** START DATA IN THIS EXERCISE **

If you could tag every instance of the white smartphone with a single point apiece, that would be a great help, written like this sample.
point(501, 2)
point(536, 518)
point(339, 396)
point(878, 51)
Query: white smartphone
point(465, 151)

** END DATA IN THIS EXERCISE **

Reproduce every item above word for word, keeping each line as it stands.

If you could tag every instance of the white smartphone with a single point apiece, that would be a great help, written like this sample.
point(501, 2)
point(536, 518)
point(339, 396)
point(878, 51)
Query: white smartphone
point(465, 151)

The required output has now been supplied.